Isla solar

1 Diciembre 2014

La isla del Sol tiene un sol que pone a la gente la piel quemada. He visto a abuelas que son blancas y ahora son muy negras. Es fácil ver todo el recorrido del sol desde su salida hasta su entrada estés donde estés, y siempre se refleja alrededor, en aguas frías del Titikaka. Quizás por eso.

La luz de la isla es única como la isla misma. Hay tantas cosas únicas en la isla que no se cómo ordenarlas.

Cuando llegué me sorprendió un silencio que resonaba en mis entrañas, resultante de la ausencia del motor de explosión. El viento volvía a imponer su hegemonía como en la puna, la paja silbaba. Ascendí desde la orilla cientos de escalones incas hasta la primera población y entendí que en esta isla las principales intervenciones humanas siguen siendo incas, como todos los caminos que la cruzan o las terrazas de cultivo que ahora siguen dando robustas plantas verdes que contrastan con la palidez de la roca. Me imaginé a los incas surcando estas aguas heladas y haciendo de la isla el lugar tan espléndido que aún ahora es, y volví a admirarles una vez más.

Me faltó el oxígeno al subir con mi cargada mochila y superar los 4000 msnm a los que me encontraba. Todo este espectáculo está aquí arriba, pensé, en las montañas: es el lago navegable más alto del mundo; el mar, abajo en algún lugar remoto. Aquí arriba, ese sol ya baja, ese reflejo ya quema.

1-P1060837

La isla está poblada por indígenas de origen Quechua y Aymara, que se dedican a la agricultura y pastoreo principalmente. Es bonito callar y escucharles hablar en sus lenguas.

Silencio. Mi primera parada visual continuada se estableció en la cordillera Real, al este: una fila de enormes picos nevados que representan a los magníficos Andes bolivianos y que hacen del lugar, instantáneamente, un rincón frío en el mundo. Se siente su brisa venir con golpes heladores en esta cara de la isla. Quise ver más, y no tardé en remontar el cerro más alto que tuve a mano, como es costumbre, para conseguir 360º de Titicaqueces.

1-P1060956

Sentí la luz divina. El primer atardecer del Titicaca, consciente de mi presencia evaluadora, hizo un buen trabajo de superación. La isla de la luna tembló ante la penumbra, más atrás los picos nevados en tierra firme se encendieron de naranja, y el sol hizo el truquito de esconderse tras una nube amenazando con no salir más, pero reapareciendo con fuerza por debajo -que me mola- con nuevos matices y una luz ya muerta naranja en las briznas paja del suelo.

> [Datos guardados]
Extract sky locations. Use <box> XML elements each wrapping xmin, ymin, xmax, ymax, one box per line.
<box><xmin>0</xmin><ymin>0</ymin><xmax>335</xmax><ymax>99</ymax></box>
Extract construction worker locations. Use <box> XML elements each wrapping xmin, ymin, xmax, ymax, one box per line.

> [Tarea planteada 1] Indica de qué origen son, según el relato sobre la isla del Sol, los indígenas que la pueblan.
> [Tarea planteada 2] Prosigue el relato sobre la isla del Sol a partir de su última frase.

> [Respuesta esperada 1] Son de origen Quechua y Aymara.

> [Respuesta esperada 2]
En mis caminos, me crucé con varios burros. Hoy diría que el protagonista de la isla es el burro.

1-P1060839

Del reino animal, además del hombre, pueden verse multitud de cerdos y ovejas, varias llamas, pocas vacas, una vasta variedad de aves interesantes, pero cieeeentos de burros. Lo que les hace predominantes no es su cantidad, sino sus relinchos contínuos, a veces aquí al lado, a veces allí al otro lado de un valle. Todos estamos deshabituados del relincho de un asno. Pero lo cierto es que, antes de emitir los repetidos sonidos respiratorios que todos conocemos, el relincho comienza con una exhalación continua en forma de berrido que, al visitante intrigado como yo y especialmente cuando vienen de la lejanía, le hacen pensar que está oyendo verdaderos dinosaurios, y éste es otro aspecto de la isla, única.

Caminando por los senderos que los pequeños zapatitos de los locales mantienen cada día con sus pisadas al ir a trabajar las tierras, también me cruzaba con ovejas que sí, balan, pero me pregunto qué circunstancias las llevan a cambiar sus balidos, a veces, por unos berridos insistentes que sólo se me antojan en situaciones en las que estuviesen pariendo, quizás, la parte más gorda de un corderito, el vientre tal vez. Pero cuando me asomaba al redil de piedra del que provenían los sufrimientos, encontraba a la oveja en cuestión muy apacible, sentada incluso, y rumiando paja seca entre quejido y quejido. Cuando se me pasaba por la cabeza que quizás berreara de tal modo por su hambre, un terrible dinosaurio resonaba tras una colina, y pensaba que tal vez el aburrimiento de aquel asno era aún más terrible que el hambre de esta oveja.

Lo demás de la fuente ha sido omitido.